** EXTRACT **

We must carry these ideas with us as a corrective to the vehemence of poetical enthusiasm, and learn still to distinguish between the rapturous praise and censure of a female patriot, and the calm, equitable, unbiassed applause or condemnation of unerring wisdom and eternal justice. In the picture of human nature here suspended before our eyes, we behold it, as it is, not what it ought, in all respects, to be.

Deborah having proposed her subject, in plain and simple terms, in the second verse, and summoned the princes and potentates of the earth to listen to her song, as if the whole world were interested in the event she was about to celebrate, she presents to them an object supremely worthy of their attention and reverence, namely, the great JEHOVAH marching in awful state before the armies of his people, and delivering to them his dreadful law from Sinai, while universal nature bears witness to the presence of the Creator and Lord of all. "The earth trembling, the mountains melting, the powers of heaven shaken."

** WRITTEN TASK 1 **
Transcribe the records below line for line, leaving out the pictures.
The passage above and the records that come next are separate material.

[Raw records]
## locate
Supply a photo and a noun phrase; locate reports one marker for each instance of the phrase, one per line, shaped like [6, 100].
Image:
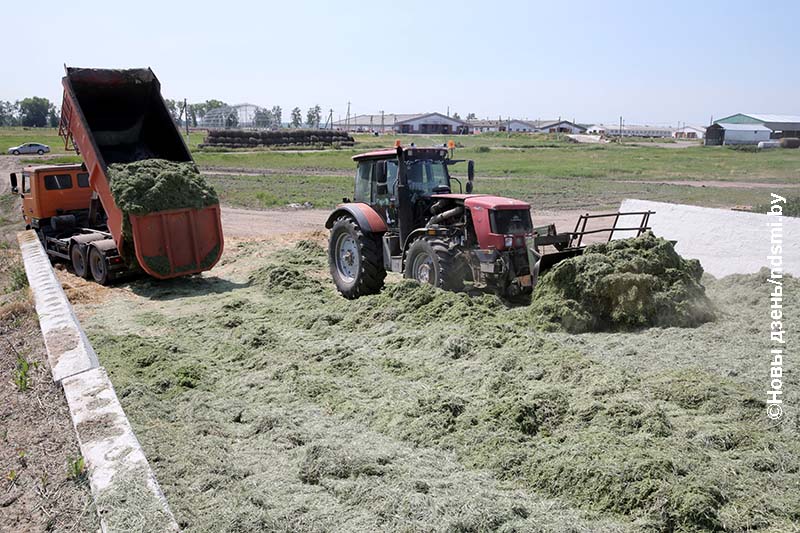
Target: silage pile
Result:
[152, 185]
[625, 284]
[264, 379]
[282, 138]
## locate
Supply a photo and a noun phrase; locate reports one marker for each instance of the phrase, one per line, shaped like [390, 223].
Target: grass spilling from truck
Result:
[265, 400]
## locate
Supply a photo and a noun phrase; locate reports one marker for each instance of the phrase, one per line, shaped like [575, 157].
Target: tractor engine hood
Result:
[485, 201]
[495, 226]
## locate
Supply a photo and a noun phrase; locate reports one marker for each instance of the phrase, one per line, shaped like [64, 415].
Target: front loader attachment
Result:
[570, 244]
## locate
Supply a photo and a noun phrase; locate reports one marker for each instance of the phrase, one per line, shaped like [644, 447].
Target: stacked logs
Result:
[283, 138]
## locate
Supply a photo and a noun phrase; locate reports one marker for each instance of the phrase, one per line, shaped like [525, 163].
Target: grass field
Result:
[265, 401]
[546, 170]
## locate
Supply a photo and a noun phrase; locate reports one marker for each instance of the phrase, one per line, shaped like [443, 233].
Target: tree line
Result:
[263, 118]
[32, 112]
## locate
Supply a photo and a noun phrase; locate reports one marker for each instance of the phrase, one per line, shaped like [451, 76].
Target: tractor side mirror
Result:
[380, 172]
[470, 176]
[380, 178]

** WRITTEN TASK 2 **
From the closing quotation in the passage on Deborah's song, list each sign that nature gives of the Creator's presence.

** WRITTEN REPLY 1 **
## locate
Supply a photo and a noun phrase; locate reports one marker for each instance of the phrase, one per line, shaped like [6, 100].
Image:
Target: silage pile
Result:
[152, 185]
[625, 284]
[264, 379]
[282, 138]
## locate
Supply a photo and a noun phrase; locate reports one marker for each instance of the phrase, one per line, shaped like [390, 223].
Target: grass spilling from truck
Result:
[265, 400]
## locate
Supply a photo and a noun phrase; locate reports one marker for each instance of the phrase, one per line, shaped like [575, 157].
Target: tractor engine hood
Result:
[485, 201]
[495, 226]
## locate
Supply a photo and a noun phrase; locate reports one marker for each instance of the phrase, one per line, shaped like [64, 415].
Target: front loader attachment
Result:
[570, 244]
## locate
Supply a photo and a noun phrase; locate reports one marker for each instance of the phrase, one per line, shaped like [644, 447].
Target: stacked logs
Result:
[283, 138]
## locate
Supply a photo and a noun phrase; locate reports one marker for each instance of the phrase, one per line, shaped like [525, 163].
Target: grass field
Result:
[265, 401]
[546, 170]
## locate
Supply a photo and a noun phrase; locate reports one marker for each instance of the phrase, one per line, shaped like [443, 233].
Target: tree line
Result:
[263, 118]
[32, 112]
## locate
Supply a photo and a noun phrase; locate reports one marker for each instance of the phrase, one per line, shaped like [451, 76].
Target: tractor side mirror
Result:
[380, 172]
[470, 176]
[380, 178]

** WRITTEN REPLY 2 **
The earth trembling
The mountains melting
The powers of heaven shaken